* **Problem details**: In the listing below, find each line that holds "woman" and list it.

* **Records for processing**:
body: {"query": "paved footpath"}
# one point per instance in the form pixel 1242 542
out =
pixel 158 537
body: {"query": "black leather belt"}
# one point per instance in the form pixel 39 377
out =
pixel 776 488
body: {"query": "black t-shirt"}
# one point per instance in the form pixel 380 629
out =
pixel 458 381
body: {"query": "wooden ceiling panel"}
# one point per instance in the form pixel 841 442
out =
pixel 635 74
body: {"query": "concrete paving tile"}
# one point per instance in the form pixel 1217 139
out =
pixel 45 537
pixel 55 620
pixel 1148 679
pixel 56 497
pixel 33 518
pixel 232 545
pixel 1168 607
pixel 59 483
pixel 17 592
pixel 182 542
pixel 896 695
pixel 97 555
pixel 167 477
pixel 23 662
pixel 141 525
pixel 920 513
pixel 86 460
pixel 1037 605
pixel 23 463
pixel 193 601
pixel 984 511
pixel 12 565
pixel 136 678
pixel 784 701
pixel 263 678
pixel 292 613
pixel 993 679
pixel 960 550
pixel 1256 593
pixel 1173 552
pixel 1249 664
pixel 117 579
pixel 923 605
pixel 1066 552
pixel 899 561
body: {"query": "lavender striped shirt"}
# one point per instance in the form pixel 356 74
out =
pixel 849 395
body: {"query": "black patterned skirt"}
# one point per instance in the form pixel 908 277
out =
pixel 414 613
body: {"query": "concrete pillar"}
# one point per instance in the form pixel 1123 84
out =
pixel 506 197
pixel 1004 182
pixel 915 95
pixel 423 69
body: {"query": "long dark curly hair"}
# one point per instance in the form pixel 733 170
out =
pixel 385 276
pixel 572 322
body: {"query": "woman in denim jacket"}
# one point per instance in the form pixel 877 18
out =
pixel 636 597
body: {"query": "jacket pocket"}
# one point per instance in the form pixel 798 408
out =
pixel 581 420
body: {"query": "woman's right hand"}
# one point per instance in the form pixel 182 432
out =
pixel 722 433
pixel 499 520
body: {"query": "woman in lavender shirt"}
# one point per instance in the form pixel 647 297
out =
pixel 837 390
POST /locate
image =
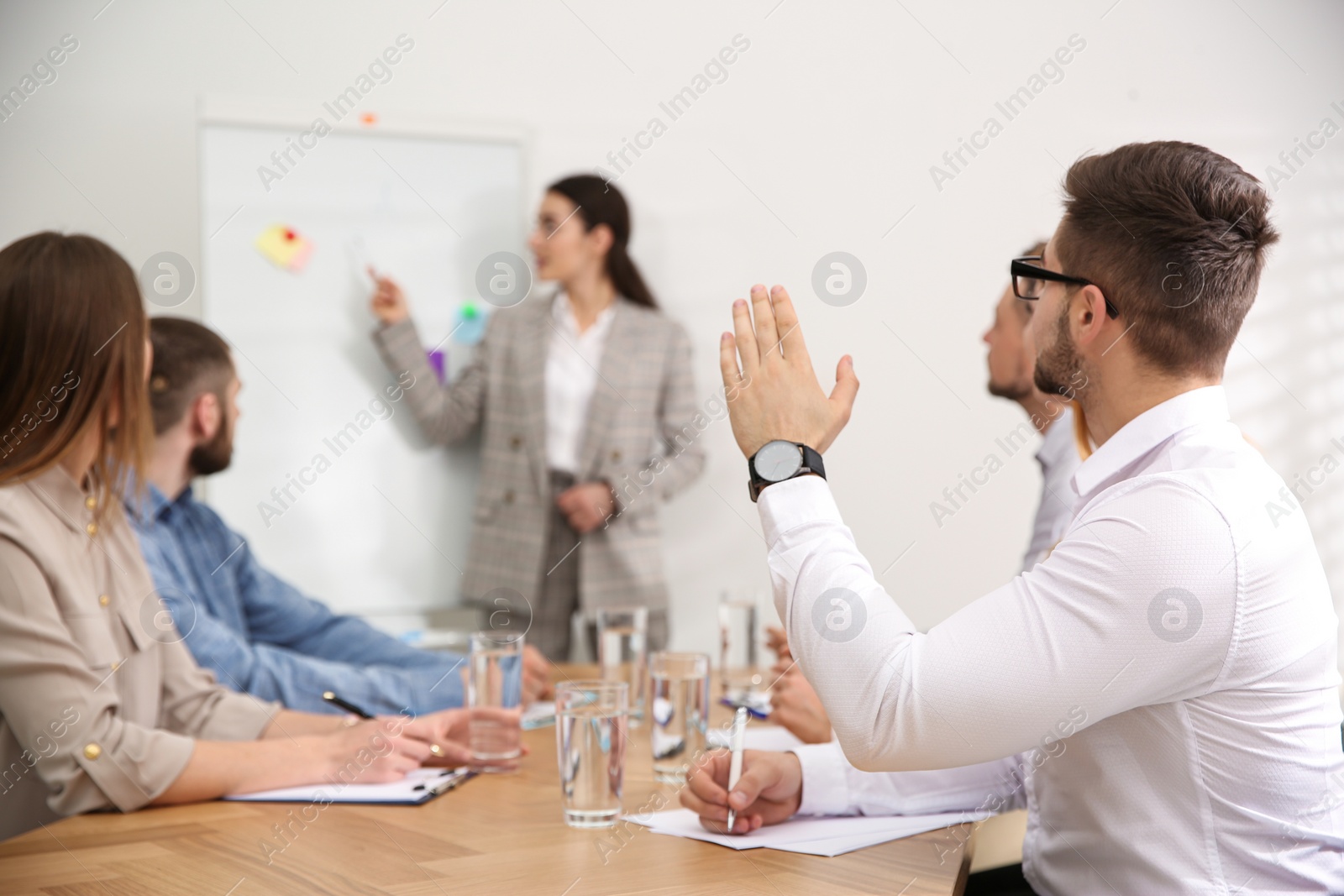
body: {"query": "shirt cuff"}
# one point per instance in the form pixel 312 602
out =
pixel 793 503
pixel 239 716
pixel 826 783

* **Output for this exercise**:
body: {"query": "woman in denim jacket"}
body: {"query": "woman's right hand"}
body: {"query": "woman in lavender shirt"}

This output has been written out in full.